(Referring expression data)
Segment Open

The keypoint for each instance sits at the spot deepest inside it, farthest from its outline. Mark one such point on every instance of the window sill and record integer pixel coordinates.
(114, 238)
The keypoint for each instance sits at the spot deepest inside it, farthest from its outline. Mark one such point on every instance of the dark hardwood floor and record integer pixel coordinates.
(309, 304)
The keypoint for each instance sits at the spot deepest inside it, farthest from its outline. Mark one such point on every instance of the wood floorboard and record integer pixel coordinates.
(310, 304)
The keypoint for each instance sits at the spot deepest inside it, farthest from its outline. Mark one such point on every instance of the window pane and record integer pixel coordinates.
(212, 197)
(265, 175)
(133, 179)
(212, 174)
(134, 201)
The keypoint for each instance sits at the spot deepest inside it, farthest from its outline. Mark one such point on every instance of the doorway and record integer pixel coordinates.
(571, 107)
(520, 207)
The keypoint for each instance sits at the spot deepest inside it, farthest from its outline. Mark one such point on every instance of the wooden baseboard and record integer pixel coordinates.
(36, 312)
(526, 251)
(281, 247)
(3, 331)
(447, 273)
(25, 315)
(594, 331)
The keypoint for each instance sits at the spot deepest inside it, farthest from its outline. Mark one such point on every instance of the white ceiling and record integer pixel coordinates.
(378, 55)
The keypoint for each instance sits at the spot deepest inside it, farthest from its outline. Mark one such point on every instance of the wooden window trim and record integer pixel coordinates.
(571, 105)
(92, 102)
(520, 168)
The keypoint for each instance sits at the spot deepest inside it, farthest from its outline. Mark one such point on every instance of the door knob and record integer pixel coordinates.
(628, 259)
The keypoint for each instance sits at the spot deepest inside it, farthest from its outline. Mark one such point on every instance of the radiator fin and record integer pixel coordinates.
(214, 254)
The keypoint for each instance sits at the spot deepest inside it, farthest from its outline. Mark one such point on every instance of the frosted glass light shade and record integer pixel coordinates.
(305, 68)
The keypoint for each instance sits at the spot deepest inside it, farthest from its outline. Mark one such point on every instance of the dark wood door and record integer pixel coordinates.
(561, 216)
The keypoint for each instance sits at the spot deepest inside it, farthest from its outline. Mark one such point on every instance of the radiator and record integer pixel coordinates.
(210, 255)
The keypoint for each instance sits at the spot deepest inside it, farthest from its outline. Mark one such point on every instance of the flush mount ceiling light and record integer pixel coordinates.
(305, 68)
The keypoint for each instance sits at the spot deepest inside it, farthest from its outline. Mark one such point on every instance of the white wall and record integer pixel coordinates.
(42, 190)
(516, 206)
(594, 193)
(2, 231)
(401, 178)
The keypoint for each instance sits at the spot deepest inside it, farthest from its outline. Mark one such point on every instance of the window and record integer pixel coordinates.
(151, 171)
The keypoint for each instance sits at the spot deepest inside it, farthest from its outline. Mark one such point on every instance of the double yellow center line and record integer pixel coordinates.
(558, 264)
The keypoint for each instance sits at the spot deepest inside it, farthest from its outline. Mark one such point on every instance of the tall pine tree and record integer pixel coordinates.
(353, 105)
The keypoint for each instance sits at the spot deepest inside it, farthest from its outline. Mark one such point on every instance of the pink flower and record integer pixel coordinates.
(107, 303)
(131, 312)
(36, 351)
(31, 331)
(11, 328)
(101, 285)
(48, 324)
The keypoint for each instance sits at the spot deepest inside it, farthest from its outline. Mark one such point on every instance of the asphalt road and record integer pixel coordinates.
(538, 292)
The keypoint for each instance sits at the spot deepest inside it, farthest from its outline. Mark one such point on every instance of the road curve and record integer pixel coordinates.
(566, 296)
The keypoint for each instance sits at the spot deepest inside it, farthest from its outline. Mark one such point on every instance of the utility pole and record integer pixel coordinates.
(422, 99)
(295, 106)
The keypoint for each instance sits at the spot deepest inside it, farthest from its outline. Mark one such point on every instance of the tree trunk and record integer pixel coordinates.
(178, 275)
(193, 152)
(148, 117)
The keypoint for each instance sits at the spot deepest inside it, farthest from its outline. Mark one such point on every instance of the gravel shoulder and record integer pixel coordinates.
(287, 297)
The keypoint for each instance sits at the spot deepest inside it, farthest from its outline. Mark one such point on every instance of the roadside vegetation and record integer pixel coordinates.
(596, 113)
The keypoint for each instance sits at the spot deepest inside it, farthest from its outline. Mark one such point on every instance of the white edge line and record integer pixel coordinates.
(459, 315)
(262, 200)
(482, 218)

Segment Closed

Exercise aim :: All the entries should be output exactly as given.

Exercise output ::
The keypoint for each instance sits at the spot deepest inside it, farthest from its outline. Mark one such point on every instance of the window sill and record integer pixel coordinates.
(114, 238)
The keypoint for each instance sits at the spot deepest inside it, farthest from its outline. Mark one such point on every instance of the dark hardwood floor and record integer pixel coordinates.
(309, 304)
The keypoint for each instance sits at the spot deepest inside it, farthest from its outline. Mark one such point on every instance of the wood floorboard and record integer pixel coordinates.
(310, 304)
The keypoint for each instance sits at the spot deepest inside it, farthest from its outline. Mark one such point on every instance of the window pane and record integer pixel coordinates.
(212, 197)
(265, 175)
(133, 179)
(212, 174)
(134, 201)
The keypoint for each instance sits at the spot deepest inside it, farthest from its outline. Mark one such point on every instance of the doorway and record integer pixel coordinates.
(571, 107)
(520, 207)
The keypoint for each instance sits at the spot deepest inside it, farthest from its outline. Mark one such point on every instance of the wooden baseboard and record integer pixel coordinates.
(36, 312)
(526, 251)
(281, 247)
(3, 331)
(447, 273)
(25, 315)
(594, 331)
The keypoint for each instance sits at the spot deepest inside it, farthest from its outline. Mark one such point on every instance of the white ceiling and record integer pixel coordinates.
(378, 55)
The keypoint for each instance sits at the spot deepest inside it, farthest from its outline. Mark one such point on every instance of the wooden window trim and record integer pixel coordinates.
(571, 105)
(92, 102)
(520, 168)
The keypoint for each instance sits at the spot deepest inside it, farthest from its outline. Mark one such point on every instance of the door knob and record integer pixel coordinates.
(628, 259)
The keypoint for each instance sits at the spot deepest inside it, farthest from its outline. Mark one such point on every instance of the radiator fin and record integer pixel coordinates.
(214, 254)
The keypoint for each instance sits at the spot deepest inside it, farthest from its outline. Mark one such point on every instance of the frosted glass light shade and record integer pixel coordinates.
(305, 68)
The keypoint for each instance sits at the spot deepest inside it, farthest from its outline. Mark one such point on every instance of the dark wood door and record integer pixel coordinates.
(561, 216)
The keypoint for each instance sits at the spot deepest inside it, farthest from its outline. Mark one such point on every instance of the radiator and record integer pixel coordinates.
(210, 255)
The keypoint for each instance sits at the spot deepest inside it, farthest from its outline. Mark one such point on every instance of the flush mount ceiling light and record integer pixel coordinates.
(305, 68)
The keypoint for each instance sits at the spot deepest inside it, farthest from its outline. Mark one such point on every instance of the white wall and record integer pixel coordinates.
(42, 190)
(516, 206)
(594, 193)
(2, 231)
(401, 178)
The keypoint for each instance sits at the spot deepest inside it, farthest from its outline. Mark one such point on every instance of the window and record integer pixel coordinates.
(151, 171)
The keypoint for each instance sits at the spot deepest inside it, farthest from its outline. Mark one such point on every instance of the double yellow center line and record integer pixel coordinates.
(558, 264)
The keypoint for each instance sits at the spot deepest inside it, farthest from its outline. Mark one such point on every instance of the tall pine tree and record integer pixel coordinates.
(353, 105)
The keypoint for each instance sits at the spot deepest inside it, farthest from its outline. Mark one such point on every instance of the pink flower and record integer pixel coordinates.
(107, 303)
(131, 312)
(36, 351)
(31, 331)
(11, 328)
(101, 285)
(48, 324)
The keypoint for each instance sits at the spot deepest inside it, farthest from its outline. Mark one such point on every instance of the asphalt road and record integer pixel coordinates.
(538, 292)
The keypoint for each instance sits at the spot deepest inside it, farthest from its outline. Mark one such point on every instance of the road curve and record integer pixel coordinates.
(566, 296)
The keypoint for each instance sits at the spot deepest inside it, farthest from its outline. Mark one such point on every instance of the utility pole and record integer pixel coordinates.
(422, 99)
(295, 106)
The keypoint for each instance sits at the spot deepest inside it, farthest from its outline. Mark one such point on every instance of the tree trunk and record integer pixel coordinates.
(178, 275)
(193, 152)
(148, 117)
The keypoint for each instance sits at the spot deepest inside it, farthest from its outline. Mark one such point on every instance of the gravel shoulder and record integer pixel coordinates.
(287, 297)
The keypoint for each instance sits at the spot deepest inside it, farthest from its outline. Mark one such point on every instance of the roadside vegetation and record integer pixel coordinates.
(596, 113)
The keypoint for each instance sits at the spot deepest inside it, farthest from its outline. Mark one such point on every instance of the white edge line and record integer pixel coordinates.
(459, 315)
(262, 200)
(482, 218)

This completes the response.